**Given request**
Rewrite the material below, replacing each "Found at" with "Located at" and keeping everything else the same.
________________________
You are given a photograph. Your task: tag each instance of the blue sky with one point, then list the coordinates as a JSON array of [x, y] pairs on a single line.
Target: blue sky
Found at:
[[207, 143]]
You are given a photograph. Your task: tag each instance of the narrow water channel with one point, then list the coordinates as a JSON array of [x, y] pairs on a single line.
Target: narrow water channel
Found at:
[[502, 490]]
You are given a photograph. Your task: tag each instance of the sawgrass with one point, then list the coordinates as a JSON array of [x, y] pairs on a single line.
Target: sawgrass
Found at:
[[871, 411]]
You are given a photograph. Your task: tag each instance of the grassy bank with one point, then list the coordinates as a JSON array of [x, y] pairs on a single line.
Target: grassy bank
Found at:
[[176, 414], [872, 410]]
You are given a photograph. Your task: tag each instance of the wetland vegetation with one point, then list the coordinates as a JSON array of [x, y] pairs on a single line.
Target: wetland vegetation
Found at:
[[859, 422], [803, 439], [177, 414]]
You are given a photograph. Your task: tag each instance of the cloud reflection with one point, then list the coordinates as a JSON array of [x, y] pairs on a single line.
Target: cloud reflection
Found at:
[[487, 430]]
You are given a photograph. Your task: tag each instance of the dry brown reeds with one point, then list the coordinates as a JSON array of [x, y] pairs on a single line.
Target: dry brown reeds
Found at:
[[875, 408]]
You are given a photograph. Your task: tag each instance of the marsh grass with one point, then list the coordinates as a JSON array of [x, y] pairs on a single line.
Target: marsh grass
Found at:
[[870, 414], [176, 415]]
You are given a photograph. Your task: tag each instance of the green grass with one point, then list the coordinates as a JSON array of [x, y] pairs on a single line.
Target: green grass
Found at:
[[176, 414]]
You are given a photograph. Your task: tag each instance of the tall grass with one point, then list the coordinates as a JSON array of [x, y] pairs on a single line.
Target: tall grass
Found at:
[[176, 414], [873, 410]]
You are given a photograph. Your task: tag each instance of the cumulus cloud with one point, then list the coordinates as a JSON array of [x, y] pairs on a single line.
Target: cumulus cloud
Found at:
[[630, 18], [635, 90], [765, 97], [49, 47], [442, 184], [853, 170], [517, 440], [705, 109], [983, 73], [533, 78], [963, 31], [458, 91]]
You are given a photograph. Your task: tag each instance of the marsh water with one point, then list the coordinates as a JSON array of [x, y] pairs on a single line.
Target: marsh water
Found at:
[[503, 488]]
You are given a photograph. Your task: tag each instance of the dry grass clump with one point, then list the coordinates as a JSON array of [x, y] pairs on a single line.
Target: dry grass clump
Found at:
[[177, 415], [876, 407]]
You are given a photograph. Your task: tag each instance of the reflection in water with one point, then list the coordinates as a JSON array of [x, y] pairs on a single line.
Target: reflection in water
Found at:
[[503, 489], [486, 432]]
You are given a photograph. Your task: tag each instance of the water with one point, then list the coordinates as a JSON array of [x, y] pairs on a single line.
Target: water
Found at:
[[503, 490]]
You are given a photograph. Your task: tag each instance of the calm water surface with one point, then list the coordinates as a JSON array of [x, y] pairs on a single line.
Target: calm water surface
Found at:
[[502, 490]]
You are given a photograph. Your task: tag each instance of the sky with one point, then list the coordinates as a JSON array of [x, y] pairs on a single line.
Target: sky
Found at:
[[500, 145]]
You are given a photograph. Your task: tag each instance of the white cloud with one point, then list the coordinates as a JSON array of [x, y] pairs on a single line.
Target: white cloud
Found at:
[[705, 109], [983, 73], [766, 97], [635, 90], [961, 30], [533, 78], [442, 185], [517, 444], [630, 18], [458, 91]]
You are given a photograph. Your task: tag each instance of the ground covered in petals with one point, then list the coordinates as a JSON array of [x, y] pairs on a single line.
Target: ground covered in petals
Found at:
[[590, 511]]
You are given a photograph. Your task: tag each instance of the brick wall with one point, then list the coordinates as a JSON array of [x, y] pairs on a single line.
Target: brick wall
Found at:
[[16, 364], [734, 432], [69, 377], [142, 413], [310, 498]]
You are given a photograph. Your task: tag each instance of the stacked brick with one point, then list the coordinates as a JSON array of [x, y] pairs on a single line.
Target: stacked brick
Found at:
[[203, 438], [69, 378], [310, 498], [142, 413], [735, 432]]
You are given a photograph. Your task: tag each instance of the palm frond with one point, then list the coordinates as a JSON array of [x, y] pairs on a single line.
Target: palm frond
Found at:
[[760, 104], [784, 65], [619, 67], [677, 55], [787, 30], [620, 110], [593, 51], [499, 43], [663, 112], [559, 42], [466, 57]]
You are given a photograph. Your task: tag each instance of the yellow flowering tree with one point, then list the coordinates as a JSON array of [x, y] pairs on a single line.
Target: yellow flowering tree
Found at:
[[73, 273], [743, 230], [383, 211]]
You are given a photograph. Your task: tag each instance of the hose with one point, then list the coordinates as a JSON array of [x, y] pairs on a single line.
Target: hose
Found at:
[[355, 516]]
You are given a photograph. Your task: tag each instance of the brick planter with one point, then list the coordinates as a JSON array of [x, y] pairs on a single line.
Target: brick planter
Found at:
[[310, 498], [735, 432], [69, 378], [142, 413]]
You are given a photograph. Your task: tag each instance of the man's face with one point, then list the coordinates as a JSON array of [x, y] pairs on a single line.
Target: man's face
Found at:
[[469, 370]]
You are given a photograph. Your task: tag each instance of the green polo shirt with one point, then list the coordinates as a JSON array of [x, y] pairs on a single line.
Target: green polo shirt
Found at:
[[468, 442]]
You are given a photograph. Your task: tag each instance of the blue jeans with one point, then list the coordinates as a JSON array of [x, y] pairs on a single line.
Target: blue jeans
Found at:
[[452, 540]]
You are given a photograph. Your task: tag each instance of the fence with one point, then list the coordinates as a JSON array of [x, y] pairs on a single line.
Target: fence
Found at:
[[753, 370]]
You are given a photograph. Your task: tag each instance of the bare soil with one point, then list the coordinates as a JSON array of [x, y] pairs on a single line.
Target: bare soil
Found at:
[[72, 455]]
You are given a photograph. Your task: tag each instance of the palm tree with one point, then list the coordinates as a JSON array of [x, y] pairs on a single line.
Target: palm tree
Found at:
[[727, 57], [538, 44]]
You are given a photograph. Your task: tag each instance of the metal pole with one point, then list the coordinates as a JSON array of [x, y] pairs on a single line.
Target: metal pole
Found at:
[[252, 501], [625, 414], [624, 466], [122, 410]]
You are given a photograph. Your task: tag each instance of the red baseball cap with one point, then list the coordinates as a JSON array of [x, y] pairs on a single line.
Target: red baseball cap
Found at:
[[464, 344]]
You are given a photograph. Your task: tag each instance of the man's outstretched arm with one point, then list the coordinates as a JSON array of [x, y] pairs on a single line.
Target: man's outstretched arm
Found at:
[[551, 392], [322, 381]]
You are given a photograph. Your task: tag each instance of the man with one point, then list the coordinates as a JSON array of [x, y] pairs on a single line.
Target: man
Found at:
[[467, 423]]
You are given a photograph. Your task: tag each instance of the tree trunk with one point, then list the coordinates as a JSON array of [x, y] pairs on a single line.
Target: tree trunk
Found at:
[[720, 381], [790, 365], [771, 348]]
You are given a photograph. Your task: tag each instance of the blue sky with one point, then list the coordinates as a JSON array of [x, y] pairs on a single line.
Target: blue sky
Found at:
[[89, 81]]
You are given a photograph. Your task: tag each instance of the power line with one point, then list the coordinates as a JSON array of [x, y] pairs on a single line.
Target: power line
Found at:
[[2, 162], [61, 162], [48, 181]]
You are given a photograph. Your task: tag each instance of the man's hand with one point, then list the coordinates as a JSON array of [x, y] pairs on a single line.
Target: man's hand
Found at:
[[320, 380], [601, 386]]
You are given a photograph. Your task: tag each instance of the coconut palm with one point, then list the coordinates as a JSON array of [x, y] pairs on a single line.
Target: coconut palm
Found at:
________________________
**Complete response**
You are given a photograph. Your task: tag each instance of the blue sky with one point, then list the coordinates as a JSON array of [x, y] pairs on a single line.
Target: blue sky
Located at:
[[207, 143]]
You are given a photograph. Your task: tag each instance of the narrow water channel with one point, then list the coordinates as a JSON array of [x, y] pairs on a single line.
Target: narrow water channel
Located at:
[[502, 490]]
You are given a photograph. Your task: tag each instance of the sawgrass with one point, then list the coordinates as a JSON array of [x, y] pairs on a single line.
Target: sawgrass
Located at:
[[871, 411]]
You are given a photograph. Your task: tag each instance of the grassy bank with one point, then list the coordinates as a JSON array of [x, y] pairs on a single line.
Target: grassy bank
Located at:
[[176, 414], [872, 410]]
You are given a photograph. Your task: tag each instance of the wetland vegetation with one point, then list the coordinates as a JSON array of [x, y] pairs on a single line.
Target: wetland vegetation
Located at:
[[859, 422], [803, 439], [177, 414]]
You are given a photograph. Your task: tag each instance of the cloud reflection with one point, then list the coordinates as a JSON array of [x, y] pairs on a single line.
Target: cloud reflection
Located at:
[[487, 430]]
You are given a photograph. Your task: tag each instance of the dry brown reeds with one point, then list the coordinates as a JSON array of [x, y] pairs on a single line.
Target: dry brown reeds
Located at:
[[875, 408]]
You are given a photograph. Your task: tag each instance of the marsh grass with one point, then list the coordinates as a JSON array of [x, y] pairs on a single line.
Target: marsh grass
Located at:
[[870, 414], [176, 415]]
You are given a photograph. Your task: tag each instance of the green grass with one point, then list the coordinates as a JSON array of [x, y] pairs on a single line.
Target: green grass
Located at:
[[176, 414]]
You are given a photograph. Your task: tag each instance of the tall grass with one point, then list the coordinates as a JSON array of [x, y] pairs on a single line.
Target: tall grass
Located at:
[[176, 414], [873, 410]]
You are given a photograph. Your task: tag each instance of the cumulus cloud with one point, then list the coordinates as a JSON array of [x, y] pairs on a single line.
Target: cumulus cloud
Located at:
[[630, 18], [635, 90], [765, 97], [49, 47], [442, 184], [853, 170], [517, 440], [705, 109], [983, 73], [533, 78], [963, 31], [458, 91]]
You are given a photograph. Your task: tag each instance of the marsh water with one point, then list the coordinates as a JSON array of [x, y] pairs on a single line.
Target: marsh water
Located at:
[[503, 488]]
You are given a photograph. Your task: tag each instance of the dry grass clump with one point, then list the coordinates as a JSON array of [x, y] pairs on a single line.
Target: dry grass clump
Located at:
[[177, 415], [876, 407]]
You are given a photograph. Your task: tag each instance of the reflection in water with one point, then list the coordinates as a JSON array of [x, y] pairs on a single line.
Target: reflection in water
Located at:
[[503, 489], [486, 432]]
You are given a photograph. Your task: tag each instance of the water with one point, then list the coordinates as a JSON array of [x, y] pairs on a single line.
Target: water
Located at:
[[503, 490]]
You are given a photograph. Your task: tag each instance of the calm water surface with one point, then list the coordinates as a JSON array of [x, y] pairs on a single line.
Target: calm water surface
Located at:
[[502, 490]]
You are given a photograph. Your task: tag each instance of the sky with one point, then list the coordinates as a JSON array of [x, y] pairs on a single line.
Target: sky
Located at:
[[500, 145]]
You are given a photograph. Your task: tag each instance of the white cloud with one point, then list the coordinates as a JSON array of [x, y] pairs on a single line.
Target: white cloud
Located at:
[[705, 109], [983, 73], [766, 97], [635, 90], [961, 30], [533, 78], [442, 185], [517, 444], [630, 18], [458, 91]]
You are given a photograph. Your task: tag each instance of the ground covered in petals with one point, then list the coordinates as a JSON array of [x, y] pairs on a single line.
Target: ground covered in petals
Located at:
[[590, 511]]
You are given a photograph. Your task: tag each instance of the brick wall with one point, then list the coordinates as a JSON array of [x, y] pairs on a single line.
Target: brick wall
Located at:
[[16, 364], [734, 432], [69, 377], [142, 413], [310, 498]]
You are given a photograph. Your task: tag each instance of the stacked brick with one point, then list the coordinates as a JSON array of [x, y] pairs on a single line.
Target: stacked brick
Located at:
[[203, 438], [69, 378], [310, 498], [142, 413], [735, 432]]
You are given a photograph. Your task: tag each instance of the palm frond with one point, then list the coordinates as a JSON array of [x, y] pairs on a single line.
Target: palm frond
Located at:
[[760, 104], [784, 65], [619, 67], [677, 55], [787, 30], [620, 110], [593, 51], [499, 43], [663, 112], [559, 42], [466, 57]]
You are given a photograph. Your task: tag each instance of the yellow flowering tree with one point, then list the coordinates as a JSON array of [x, y] pairs on a single line.
Target: yellow flowering tree
Located at:
[[73, 273], [743, 230], [383, 211]]
You are given a photograph. Your task: tag each instance of the hose with one point, then list the coordinates as a JSON array of [x, y] pairs on a single line.
Target: hose
Located at:
[[355, 516]]
You are given a photograph. Your task: tag each instance of the brick planter with one point, then list the coordinates as a JSON array of [x, y] pairs on a single line.
Target: brick planter
Located at:
[[310, 498], [735, 432], [69, 378], [142, 413]]
You are given a photograph. Your task: tag each instance of the man's face with one point, then list the coordinates as a JSON array of [x, y] pairs on a single line.
Target: man's face
Located at:
[[469, 370]]
You are given a photograph. Your task: tag each instance of the green polo shirt with one point, then list the coordinates as a JSON array of [x, y] pairs on a single line.
Target: green polo shirt
Located at:
[[468, 442]]
You are given a photograph. Your task: tag each instance of the blue jeans with one point, then list the coordinates as a JSON array of [x, y] pairs on a single line.
Target: blue jeans
Located at:
[[452, 540]]
You are given a photograph. Your task: tag each instance of the fence with one point, then list the coordinates as a JSON array of [x, y] pairs on a single line.
Target: fence
Located at:
[[753, 370]]
You are given a photograph. Your task: tag each instance of the bare soil with one point, then list the coordinates as a JSON array of [x, y] pairs on a single line.
Target: bare soil
Located at:
[[72, 455]]
You are given a photograph. Your task: tag each instance of the palm tree with one point, then list the coordinates as a JSON array of [x, y] pairs on a single line.
Target: palm tree
Located at:
[[727, 57], [538, 44]]
You are given a photograph. Your task: tag each instance of the metal pole with one point, then list the coordinates as a JSON array of [x, y] pairs on a single line.
Target: metal pole
Located at:
[[252, 501], [625, 414], [624, 466], [122, 410]]
You are given a photograph. Your task: tag each instance of the red baseball cap with one point, then list the coordinates as a JSON array of [x, y] pairs on a single line.
Target: red baseball cap
Located at:
[[464, 344]]
You are given a photograph. Your task: tag each instance of the man's outstretched arm with one point, then list the coordinates as a JSON array of [x, y] pairs on a single line.
Target: man's outstretched arm
Located at:
[[551, 392], [322, 381]]
You are given a photograph. Your task: tag each instance of the man with one point, then list the coordinates as a JSON array of [x, y] pairs on a single line.
Target: man
Located at:
[[467, 423]]
You are given a photograph. Your task: tag each instance of the tree trunk with one point, then list the coordinates as a JSON array of [x, y] pairs on a single line.
Target: tree trunk
Located at:
[[720, 381], [790, 365], [771, 348]]
You are given a photograph. Your task: tag each instance of the blue sky with one point, then list the coordinates as a JSON array of [x, y] pairs on a single line.
Target: blue sky
Located at:
[[89, 81]]
You are given a photograph. Your task: tag each instance of the power line with one point, then list the coordinates as a JSON array of [x, y] pairs on a single line.
Target: power line
Located at:
[[2, 162], [61, 162], [48, 181]]
You are given a photograph. Your task: tag each instance of the man's hand with one point, then list the coordinates as a JSON array of [x, y] pairs on a single line.
Target: man's hand
Located at:
[[320, 380], [601, 386]]
You are given a photograph. Your task: tag each instance of the coconut palm with one point, then list the coordinates as a JSON array of [x, y] pairs on a single line.
Target: coconut palm
Located at:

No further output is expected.